▶ **TASK TO CARRY OUT**
Determine how many lines of the items below contain the string "sleeve", treating uppercase and lowercase letters as distinct, and give only that number.

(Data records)
** start **

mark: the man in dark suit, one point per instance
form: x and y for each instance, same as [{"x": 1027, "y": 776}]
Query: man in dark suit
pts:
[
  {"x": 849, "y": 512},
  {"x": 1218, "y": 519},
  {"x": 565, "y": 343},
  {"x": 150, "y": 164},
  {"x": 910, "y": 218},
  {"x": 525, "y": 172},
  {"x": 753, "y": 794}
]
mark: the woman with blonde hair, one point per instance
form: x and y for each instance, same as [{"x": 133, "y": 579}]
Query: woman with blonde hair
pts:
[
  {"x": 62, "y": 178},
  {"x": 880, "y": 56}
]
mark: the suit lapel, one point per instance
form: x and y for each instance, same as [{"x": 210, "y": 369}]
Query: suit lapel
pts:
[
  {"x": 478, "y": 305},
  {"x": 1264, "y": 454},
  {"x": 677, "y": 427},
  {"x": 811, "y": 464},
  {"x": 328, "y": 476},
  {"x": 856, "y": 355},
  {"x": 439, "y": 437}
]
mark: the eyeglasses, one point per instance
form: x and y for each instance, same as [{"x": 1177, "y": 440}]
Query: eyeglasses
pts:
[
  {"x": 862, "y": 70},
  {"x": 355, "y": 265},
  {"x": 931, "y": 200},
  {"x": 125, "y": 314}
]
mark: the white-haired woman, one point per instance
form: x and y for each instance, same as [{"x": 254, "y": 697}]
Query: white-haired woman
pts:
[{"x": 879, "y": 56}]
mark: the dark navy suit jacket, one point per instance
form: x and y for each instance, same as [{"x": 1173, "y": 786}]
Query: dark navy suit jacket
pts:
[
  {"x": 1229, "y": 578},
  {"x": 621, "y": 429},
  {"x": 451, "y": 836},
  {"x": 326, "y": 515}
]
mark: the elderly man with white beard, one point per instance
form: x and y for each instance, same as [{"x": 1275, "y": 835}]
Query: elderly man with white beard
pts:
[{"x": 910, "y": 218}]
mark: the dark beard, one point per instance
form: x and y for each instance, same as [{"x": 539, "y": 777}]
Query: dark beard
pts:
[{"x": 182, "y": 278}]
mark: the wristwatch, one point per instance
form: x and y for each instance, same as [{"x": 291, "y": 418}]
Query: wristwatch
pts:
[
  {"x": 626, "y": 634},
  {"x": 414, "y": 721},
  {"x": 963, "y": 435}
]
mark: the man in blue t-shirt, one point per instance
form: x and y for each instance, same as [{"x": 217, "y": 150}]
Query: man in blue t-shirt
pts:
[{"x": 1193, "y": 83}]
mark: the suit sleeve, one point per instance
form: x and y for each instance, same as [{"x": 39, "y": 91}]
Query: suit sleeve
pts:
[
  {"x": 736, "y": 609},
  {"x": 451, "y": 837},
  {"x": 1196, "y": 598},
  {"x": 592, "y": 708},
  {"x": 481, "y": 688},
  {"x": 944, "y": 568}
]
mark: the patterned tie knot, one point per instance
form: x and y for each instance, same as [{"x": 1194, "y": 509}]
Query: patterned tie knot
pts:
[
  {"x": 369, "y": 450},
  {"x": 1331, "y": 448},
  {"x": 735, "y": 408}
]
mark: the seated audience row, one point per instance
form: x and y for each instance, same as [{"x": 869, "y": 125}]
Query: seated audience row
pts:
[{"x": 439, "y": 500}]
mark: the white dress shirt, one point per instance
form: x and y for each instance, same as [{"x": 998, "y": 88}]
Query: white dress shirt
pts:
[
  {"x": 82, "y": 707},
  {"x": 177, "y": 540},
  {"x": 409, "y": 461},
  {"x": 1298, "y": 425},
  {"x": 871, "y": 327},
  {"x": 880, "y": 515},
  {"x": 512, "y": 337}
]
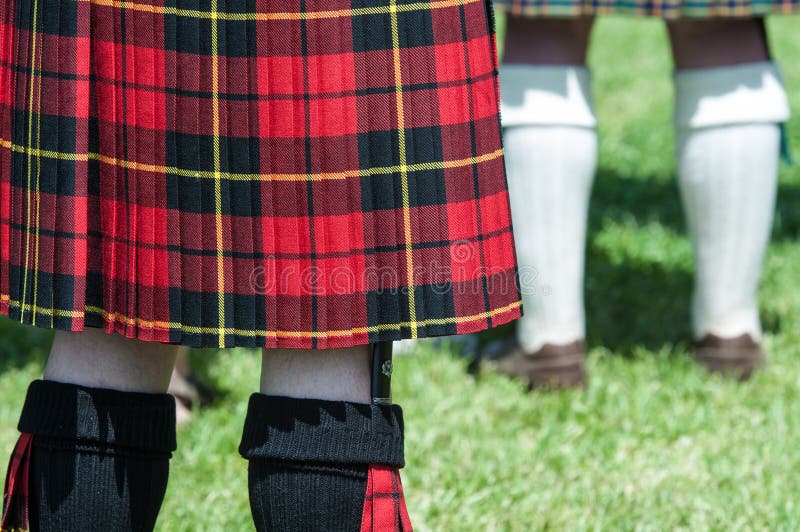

** end **

▶ **WRITTEN SOLUTION**
2